Phrase grounding data
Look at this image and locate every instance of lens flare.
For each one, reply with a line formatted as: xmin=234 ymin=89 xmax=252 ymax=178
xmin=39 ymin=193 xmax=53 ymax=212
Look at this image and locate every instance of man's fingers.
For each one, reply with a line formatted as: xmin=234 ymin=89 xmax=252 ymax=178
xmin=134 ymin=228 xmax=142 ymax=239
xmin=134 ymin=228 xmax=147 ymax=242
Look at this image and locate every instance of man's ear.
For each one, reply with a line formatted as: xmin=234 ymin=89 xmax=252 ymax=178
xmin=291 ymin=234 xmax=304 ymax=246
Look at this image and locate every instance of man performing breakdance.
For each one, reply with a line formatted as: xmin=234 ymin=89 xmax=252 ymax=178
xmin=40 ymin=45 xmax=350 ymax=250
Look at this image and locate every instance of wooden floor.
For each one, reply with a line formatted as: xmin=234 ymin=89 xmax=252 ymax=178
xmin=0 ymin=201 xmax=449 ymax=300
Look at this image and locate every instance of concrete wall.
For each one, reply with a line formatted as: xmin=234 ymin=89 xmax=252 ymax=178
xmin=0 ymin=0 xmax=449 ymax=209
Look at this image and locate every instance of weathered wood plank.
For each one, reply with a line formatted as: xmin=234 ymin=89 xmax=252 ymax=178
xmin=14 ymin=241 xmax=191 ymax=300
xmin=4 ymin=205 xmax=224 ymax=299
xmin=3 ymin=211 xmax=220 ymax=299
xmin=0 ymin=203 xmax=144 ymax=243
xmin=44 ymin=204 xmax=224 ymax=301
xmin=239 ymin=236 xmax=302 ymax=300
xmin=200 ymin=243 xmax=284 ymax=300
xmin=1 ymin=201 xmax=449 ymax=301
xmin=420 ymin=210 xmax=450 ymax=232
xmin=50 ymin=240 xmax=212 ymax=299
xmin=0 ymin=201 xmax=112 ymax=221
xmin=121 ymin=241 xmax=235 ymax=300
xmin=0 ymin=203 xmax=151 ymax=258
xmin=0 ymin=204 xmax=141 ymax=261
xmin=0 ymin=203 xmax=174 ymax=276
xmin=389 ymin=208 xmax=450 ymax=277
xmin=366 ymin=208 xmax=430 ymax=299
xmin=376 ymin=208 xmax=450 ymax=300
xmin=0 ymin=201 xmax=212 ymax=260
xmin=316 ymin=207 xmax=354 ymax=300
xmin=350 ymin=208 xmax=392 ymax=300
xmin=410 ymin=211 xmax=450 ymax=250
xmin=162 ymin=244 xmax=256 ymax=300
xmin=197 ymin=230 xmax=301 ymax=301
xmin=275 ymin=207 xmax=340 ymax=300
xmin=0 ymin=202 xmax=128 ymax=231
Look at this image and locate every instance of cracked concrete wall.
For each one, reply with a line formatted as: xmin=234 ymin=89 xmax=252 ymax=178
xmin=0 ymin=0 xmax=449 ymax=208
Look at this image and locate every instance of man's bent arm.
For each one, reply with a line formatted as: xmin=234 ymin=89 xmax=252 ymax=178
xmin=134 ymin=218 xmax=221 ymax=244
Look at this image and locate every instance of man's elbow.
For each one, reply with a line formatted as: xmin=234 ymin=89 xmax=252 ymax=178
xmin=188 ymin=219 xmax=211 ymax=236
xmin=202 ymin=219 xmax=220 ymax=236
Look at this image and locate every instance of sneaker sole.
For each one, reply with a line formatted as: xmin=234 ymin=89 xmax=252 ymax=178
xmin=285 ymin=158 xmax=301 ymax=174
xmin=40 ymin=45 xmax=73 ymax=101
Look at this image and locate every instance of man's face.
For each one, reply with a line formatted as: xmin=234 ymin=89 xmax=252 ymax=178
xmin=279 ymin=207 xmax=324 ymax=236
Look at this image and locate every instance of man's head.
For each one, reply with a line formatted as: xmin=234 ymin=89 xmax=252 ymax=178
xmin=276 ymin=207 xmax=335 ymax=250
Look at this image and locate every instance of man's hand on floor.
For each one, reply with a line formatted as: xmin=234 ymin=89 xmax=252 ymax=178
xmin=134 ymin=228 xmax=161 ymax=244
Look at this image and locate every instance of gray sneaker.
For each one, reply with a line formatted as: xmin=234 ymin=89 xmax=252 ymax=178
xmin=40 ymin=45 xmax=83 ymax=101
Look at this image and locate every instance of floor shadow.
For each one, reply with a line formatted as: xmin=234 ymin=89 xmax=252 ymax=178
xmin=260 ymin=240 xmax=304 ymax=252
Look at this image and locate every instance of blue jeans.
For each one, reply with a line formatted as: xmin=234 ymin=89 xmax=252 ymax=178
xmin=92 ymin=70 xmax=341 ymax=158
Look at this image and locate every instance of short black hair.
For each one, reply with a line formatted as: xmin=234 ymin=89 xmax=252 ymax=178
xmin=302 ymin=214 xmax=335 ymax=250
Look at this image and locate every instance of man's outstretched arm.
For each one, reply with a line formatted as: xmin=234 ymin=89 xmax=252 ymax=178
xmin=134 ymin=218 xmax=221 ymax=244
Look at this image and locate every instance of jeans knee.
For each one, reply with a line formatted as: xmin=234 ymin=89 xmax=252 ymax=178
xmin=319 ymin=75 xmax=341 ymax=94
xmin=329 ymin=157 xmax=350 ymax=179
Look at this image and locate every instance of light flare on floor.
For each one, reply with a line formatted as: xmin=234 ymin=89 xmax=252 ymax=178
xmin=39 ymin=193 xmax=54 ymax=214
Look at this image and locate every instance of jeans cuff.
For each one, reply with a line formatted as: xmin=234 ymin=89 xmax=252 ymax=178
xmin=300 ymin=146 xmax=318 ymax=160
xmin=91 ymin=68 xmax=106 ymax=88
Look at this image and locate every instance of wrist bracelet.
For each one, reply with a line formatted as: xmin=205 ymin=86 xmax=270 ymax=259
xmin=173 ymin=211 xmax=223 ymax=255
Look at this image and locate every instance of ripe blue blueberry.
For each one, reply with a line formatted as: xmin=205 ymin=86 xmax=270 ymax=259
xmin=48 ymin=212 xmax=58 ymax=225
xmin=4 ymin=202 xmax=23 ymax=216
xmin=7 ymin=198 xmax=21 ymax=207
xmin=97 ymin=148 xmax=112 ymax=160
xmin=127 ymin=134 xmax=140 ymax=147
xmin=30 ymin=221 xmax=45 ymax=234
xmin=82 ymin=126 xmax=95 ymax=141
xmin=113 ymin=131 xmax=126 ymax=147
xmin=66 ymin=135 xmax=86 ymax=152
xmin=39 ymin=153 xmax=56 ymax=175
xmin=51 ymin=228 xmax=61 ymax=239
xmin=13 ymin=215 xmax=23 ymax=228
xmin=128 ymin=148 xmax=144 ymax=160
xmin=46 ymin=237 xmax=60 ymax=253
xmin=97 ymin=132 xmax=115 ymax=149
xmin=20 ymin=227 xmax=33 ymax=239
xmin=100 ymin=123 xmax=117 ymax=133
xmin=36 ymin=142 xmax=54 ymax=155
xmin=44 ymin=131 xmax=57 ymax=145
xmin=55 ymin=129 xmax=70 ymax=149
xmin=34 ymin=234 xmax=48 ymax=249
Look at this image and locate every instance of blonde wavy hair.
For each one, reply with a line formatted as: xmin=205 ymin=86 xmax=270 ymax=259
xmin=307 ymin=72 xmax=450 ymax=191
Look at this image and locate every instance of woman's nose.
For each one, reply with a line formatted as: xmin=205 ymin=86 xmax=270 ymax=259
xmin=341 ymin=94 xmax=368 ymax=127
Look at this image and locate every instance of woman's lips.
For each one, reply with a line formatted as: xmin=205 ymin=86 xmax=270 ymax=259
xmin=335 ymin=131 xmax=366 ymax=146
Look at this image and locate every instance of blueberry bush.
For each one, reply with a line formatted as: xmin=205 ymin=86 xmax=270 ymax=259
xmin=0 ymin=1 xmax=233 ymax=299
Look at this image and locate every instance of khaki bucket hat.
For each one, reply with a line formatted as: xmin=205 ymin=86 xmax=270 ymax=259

==

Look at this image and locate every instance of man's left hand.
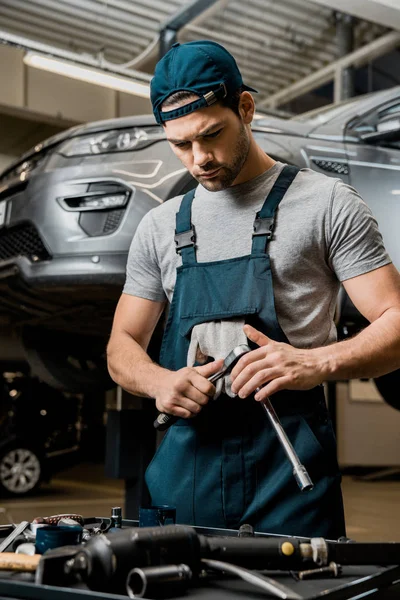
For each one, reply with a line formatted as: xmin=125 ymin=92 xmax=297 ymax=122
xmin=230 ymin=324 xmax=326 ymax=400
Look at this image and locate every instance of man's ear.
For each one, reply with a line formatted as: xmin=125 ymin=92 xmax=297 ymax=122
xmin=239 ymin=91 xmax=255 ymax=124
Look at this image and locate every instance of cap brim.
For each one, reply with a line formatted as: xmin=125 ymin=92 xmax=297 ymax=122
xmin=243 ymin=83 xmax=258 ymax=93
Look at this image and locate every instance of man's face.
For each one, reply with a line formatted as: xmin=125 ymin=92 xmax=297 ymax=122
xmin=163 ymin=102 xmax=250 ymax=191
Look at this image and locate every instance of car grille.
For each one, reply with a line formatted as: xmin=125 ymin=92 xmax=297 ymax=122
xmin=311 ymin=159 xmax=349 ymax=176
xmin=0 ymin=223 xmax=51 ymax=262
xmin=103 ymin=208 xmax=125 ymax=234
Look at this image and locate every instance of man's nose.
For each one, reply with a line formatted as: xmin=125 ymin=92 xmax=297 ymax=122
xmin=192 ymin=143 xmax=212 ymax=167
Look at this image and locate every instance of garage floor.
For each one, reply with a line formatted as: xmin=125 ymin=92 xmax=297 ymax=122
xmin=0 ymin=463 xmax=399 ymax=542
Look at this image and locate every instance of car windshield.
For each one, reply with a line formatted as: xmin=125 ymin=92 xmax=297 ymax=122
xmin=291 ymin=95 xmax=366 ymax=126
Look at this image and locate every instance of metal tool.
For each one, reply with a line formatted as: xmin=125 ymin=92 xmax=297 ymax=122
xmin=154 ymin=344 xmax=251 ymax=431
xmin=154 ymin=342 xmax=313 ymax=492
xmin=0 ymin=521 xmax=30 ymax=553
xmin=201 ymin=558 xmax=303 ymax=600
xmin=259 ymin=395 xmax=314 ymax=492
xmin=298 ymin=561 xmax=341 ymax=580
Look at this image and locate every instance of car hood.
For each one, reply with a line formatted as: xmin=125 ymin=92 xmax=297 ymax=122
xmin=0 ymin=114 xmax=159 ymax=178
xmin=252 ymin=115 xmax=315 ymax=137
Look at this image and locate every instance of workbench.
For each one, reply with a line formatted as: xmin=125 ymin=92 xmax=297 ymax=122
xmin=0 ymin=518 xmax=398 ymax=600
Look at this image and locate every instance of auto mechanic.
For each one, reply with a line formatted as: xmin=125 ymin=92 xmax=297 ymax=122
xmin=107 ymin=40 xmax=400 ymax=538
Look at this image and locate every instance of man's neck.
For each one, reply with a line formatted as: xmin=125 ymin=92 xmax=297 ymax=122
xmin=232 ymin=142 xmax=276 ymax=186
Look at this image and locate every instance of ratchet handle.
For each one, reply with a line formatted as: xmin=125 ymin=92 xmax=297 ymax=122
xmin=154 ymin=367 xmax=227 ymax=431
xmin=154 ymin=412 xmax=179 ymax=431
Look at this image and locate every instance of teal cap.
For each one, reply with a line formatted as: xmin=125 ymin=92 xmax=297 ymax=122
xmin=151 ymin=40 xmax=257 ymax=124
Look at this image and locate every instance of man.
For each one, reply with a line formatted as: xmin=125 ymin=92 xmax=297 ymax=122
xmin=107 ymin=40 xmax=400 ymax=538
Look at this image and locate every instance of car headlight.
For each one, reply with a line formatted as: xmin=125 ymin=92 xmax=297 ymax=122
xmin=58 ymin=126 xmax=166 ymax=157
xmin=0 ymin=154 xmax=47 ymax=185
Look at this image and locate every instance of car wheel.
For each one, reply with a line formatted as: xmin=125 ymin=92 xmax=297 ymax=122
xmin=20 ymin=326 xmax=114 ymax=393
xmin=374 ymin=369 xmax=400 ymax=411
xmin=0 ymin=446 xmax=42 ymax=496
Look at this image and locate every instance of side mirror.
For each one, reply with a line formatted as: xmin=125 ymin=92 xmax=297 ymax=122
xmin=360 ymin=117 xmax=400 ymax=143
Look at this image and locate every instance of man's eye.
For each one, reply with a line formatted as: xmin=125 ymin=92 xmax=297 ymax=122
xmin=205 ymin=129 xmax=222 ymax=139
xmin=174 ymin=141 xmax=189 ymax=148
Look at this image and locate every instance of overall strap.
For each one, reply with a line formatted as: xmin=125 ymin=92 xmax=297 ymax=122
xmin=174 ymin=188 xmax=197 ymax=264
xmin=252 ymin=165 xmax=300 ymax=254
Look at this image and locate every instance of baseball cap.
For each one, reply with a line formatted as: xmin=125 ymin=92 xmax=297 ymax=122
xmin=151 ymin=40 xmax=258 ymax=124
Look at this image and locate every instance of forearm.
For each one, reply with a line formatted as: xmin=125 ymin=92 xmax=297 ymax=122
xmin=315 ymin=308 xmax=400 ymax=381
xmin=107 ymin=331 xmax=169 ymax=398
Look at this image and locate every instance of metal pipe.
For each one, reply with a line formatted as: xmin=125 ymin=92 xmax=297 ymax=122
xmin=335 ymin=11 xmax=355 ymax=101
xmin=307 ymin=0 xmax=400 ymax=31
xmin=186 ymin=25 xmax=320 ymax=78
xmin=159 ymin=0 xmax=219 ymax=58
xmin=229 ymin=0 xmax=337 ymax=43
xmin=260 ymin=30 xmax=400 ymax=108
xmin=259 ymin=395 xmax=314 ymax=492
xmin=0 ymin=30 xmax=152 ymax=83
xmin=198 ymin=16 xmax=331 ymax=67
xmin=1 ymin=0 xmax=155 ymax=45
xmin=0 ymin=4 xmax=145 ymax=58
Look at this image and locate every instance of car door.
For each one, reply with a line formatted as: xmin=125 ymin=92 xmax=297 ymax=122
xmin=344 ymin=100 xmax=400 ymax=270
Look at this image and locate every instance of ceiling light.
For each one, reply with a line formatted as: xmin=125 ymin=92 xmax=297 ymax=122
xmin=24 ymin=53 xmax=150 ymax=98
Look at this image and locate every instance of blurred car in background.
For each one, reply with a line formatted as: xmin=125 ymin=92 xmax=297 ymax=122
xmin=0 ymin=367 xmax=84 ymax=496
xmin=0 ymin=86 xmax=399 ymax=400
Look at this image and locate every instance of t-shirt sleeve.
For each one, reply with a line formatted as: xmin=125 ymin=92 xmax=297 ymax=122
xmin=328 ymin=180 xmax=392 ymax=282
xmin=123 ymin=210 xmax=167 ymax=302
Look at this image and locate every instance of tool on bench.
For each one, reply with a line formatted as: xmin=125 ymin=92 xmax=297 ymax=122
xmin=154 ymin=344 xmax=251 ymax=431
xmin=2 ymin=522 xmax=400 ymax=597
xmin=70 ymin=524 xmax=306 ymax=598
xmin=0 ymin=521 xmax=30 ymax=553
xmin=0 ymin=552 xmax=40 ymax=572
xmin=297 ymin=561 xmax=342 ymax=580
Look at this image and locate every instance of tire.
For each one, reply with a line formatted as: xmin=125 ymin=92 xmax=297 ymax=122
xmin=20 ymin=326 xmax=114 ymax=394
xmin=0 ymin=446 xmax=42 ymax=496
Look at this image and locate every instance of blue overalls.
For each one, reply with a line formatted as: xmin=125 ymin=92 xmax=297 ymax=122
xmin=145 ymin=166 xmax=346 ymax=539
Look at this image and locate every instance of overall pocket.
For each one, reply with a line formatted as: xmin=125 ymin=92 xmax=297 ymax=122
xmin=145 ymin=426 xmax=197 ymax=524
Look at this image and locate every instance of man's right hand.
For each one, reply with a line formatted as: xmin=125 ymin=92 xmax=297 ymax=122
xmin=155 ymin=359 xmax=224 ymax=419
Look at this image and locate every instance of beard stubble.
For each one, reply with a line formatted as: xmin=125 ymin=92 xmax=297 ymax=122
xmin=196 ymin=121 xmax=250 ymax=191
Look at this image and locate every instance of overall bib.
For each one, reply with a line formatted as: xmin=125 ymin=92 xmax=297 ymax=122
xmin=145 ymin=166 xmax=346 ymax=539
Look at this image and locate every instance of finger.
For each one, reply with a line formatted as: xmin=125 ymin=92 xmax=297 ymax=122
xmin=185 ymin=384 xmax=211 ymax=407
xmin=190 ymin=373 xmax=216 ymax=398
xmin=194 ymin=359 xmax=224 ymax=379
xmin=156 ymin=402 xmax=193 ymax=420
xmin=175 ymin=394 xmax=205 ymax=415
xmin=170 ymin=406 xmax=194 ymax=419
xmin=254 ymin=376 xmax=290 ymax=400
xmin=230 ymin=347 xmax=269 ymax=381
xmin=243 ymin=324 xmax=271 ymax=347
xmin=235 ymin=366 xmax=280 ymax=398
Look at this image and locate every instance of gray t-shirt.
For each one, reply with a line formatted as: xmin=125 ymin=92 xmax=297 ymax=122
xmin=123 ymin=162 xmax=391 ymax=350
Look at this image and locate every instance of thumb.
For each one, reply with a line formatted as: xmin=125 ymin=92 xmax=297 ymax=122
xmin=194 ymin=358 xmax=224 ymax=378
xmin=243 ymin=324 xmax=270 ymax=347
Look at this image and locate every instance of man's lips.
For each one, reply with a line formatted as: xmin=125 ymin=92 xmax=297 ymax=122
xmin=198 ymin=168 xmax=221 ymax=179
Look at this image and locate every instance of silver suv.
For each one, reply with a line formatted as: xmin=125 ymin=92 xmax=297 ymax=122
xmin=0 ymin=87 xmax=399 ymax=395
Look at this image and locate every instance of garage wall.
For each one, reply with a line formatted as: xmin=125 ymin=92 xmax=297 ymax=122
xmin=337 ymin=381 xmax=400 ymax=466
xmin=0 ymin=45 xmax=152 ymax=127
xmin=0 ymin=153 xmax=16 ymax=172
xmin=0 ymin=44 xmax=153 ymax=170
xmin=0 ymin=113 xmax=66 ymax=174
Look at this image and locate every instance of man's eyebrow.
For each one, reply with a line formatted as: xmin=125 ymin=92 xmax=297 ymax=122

* * *

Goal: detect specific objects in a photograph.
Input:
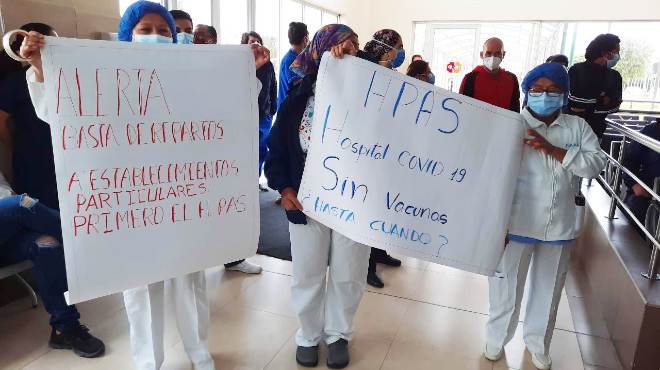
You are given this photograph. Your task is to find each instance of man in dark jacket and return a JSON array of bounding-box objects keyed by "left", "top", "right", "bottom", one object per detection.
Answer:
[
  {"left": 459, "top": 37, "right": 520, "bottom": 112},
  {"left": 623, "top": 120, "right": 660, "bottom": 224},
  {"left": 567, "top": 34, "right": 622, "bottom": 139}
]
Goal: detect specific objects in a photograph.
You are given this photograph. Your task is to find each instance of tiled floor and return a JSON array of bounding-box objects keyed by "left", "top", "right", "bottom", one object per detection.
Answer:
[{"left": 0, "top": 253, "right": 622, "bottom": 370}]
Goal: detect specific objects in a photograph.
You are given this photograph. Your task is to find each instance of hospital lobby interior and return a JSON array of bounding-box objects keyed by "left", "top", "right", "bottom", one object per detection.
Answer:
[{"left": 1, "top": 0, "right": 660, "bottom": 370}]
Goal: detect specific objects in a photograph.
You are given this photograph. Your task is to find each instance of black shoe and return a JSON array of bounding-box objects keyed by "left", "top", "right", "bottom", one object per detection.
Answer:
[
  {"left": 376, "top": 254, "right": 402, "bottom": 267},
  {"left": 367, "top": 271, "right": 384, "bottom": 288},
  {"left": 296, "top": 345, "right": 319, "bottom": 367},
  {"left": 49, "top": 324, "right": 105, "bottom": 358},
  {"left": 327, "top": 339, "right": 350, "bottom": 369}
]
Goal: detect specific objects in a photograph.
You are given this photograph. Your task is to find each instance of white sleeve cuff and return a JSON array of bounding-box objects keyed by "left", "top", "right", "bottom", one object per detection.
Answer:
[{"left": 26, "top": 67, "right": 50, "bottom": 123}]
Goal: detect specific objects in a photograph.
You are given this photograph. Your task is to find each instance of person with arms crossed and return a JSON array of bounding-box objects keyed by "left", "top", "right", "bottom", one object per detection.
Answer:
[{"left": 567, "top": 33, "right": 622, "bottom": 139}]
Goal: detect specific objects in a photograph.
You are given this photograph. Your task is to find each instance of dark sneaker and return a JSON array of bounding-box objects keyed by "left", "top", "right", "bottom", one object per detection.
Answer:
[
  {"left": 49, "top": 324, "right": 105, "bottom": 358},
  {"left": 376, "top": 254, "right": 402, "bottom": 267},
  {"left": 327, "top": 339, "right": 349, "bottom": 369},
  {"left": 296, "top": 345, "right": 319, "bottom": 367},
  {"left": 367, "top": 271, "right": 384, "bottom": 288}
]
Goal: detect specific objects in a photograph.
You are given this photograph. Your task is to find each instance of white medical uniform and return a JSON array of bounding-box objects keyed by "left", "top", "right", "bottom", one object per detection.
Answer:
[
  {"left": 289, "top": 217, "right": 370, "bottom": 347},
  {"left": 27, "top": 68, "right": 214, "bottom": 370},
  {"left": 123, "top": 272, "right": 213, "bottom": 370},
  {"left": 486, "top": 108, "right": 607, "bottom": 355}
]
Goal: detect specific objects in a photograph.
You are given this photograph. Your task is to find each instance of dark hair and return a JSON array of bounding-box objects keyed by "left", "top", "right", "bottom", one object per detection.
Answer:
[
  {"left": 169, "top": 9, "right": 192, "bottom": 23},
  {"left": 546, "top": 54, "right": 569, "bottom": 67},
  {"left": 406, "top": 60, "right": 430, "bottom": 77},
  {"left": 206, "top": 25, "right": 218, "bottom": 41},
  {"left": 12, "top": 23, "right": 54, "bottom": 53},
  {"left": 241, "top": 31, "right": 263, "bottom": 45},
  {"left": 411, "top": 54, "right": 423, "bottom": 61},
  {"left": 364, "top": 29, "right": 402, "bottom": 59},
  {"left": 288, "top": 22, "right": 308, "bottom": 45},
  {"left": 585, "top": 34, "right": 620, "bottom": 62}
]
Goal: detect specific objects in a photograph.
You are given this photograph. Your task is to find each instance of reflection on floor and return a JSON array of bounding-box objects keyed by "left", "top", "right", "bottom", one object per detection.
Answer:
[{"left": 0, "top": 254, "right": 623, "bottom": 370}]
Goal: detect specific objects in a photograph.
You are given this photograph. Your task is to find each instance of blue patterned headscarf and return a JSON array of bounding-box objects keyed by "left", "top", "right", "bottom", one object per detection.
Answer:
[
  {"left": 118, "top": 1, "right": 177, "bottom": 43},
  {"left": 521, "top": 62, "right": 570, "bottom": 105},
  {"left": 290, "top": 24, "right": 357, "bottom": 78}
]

Directions: Write out every line from the entries where "floor" appears.

Task solution:
Look at this image and locate every instance of wooden floor.
Look at this image and locate every instance of man's hand on floor.
Look at this image and locate every instance of floor shadow.
Look at this image and locate every instance of light flare on floor.
Look at this image and locate every instance of garage floor.
You are given this photograph. Your task is to find each instance of tiled floor and return a JSON array of bounding-box objects keyed by "left", "top", "right", "bottom", one object per detection.
You are given this photograph. Your task is to find each instance of reflection on floor and return a JSON array of bounding-box objects keyed by "left", "top", "right", "bottom", one object per detection.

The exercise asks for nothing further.